PASSAGE TO READ:
Ocean Plastic - it's drastic!
by Jeni Bone on 14 May 2011

Sea plastic SW
A recent UN Environment Program, report, known as 'Yearbook for 2011', described marine plastics as the world's new toxic time-bomb. According to UN scientists, in addition to entangling wildlife, or being mistaken for food, floating plastics accumulate and concentrate chemicals such as polychlorinated biphenols (PCBs) and the pesticide DDT, which make their way in to the food chain and affect all living creatures, marine and man.
If plastic doesn’t biodegrade, what does it do? It 'photo-degrades' – a process in which it is broken down by sunlight into smaller and smaller pieces, all of which are still plastic polymers, eventually becoming individual molecules of plastic, still too tough for anything to digest. For the last fifty-odd years, every piece of plastic that has made it from our shores to the Pacific Ocean, has been breaking down and accumulating in the central Pacific gyre. Oceanographers like Curtis Ebbesmeyer, the world’s leading flotsam expert, refer to it as the great Pacific Garbage Patch. The problem is that it is not a patch, it’s the size of a continent, and it’s filling up with floating plastic waste.
According to the UN report, around 80% of marine debris is from land-based sources and the remaining 20% is from ocean based sources.The sources can be categorised into four major groups:
• Tourism related litter at the coast: this includes litter left by beach goers such as food and beverage packaging, cigarettes and plastic beach toys.
• Sewage-related debris: this includes water from storm drains and combined sewer overflows which discharge waste water directly into the sea or rivers during heavy rainfall. These waste waters carry with them garbage such as street litter, condoms and syringes.

TASK REQUIREMENTS:
**a.** According to the ocean plastic article, what share of marine debris comes from land-based sources?
**b.** Copy the ocean plastic article from "Sea plastic SW" to "marine and man.", renaming "marine plastics" as "ocean plastics".

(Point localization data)
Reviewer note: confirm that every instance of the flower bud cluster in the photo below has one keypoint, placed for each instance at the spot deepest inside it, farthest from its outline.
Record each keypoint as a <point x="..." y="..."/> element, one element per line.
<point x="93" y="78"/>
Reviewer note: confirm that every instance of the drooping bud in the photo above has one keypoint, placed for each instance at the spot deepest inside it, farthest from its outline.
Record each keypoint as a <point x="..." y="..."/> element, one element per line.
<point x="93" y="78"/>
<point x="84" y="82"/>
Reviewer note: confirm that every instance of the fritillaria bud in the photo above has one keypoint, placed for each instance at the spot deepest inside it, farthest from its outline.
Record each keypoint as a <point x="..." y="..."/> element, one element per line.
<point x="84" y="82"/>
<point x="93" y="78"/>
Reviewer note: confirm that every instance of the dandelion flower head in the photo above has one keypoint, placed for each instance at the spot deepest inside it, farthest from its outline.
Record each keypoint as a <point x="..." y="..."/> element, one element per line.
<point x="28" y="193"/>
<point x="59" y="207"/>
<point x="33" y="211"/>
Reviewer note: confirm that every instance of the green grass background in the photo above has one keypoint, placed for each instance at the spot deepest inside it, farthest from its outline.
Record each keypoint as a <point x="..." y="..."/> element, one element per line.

SOLUTIONS PER TASK:
**a.** Around 80%.

**b.**
Sea plastic SW
A recent UN Environment Program, report, known as 'Yearbook for 2011', described ocean plastics as the world's new toxic time-bomb. According to UN scientists, in addition to entangling wildlife, or being mistaken for food, floating plastics accumulate and concentrate chemicals such as polychlorinated biphenols (PCBs) and the pesticide DDT, which make their way in to the food chain and affect all living creatures, marine and man.